◆ What you will do ◆
Retype each entry below, keeping every character the same.

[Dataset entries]
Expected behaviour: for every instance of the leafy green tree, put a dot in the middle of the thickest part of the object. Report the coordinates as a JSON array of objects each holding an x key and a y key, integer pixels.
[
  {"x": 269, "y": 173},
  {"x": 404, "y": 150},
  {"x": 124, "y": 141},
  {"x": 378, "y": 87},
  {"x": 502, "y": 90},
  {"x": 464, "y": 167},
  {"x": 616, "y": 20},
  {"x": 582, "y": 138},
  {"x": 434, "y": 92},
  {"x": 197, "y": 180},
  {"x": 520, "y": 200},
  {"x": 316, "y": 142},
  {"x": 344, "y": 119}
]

◆ Solution for this problem ◆
Expected behaviour: for every instance of the leafy green tree, put a dot in the middle of the thickest part of the object. Report the coordinates as a JSON array of objects each holding an x key and a y key, integer pixels.
[
  {"x": 269, "y": 173},
  {"x": 404, "y": 150},
  {"x": 124, "y": 141},
  {"x": 378, "y": 87},
  {"x": 502, "y": 90},
  {"x": 464, "y": 167},
  {"x": 616, "y": 20},
  {"x": 582, "y": 138},
  {"x": 434, "y": 92},
  {"x": 197, "y": 180},
  {"x": 520, "y": 200},
  {"x": 316, "y": 142},
  {"x": 344, "y": 119}
]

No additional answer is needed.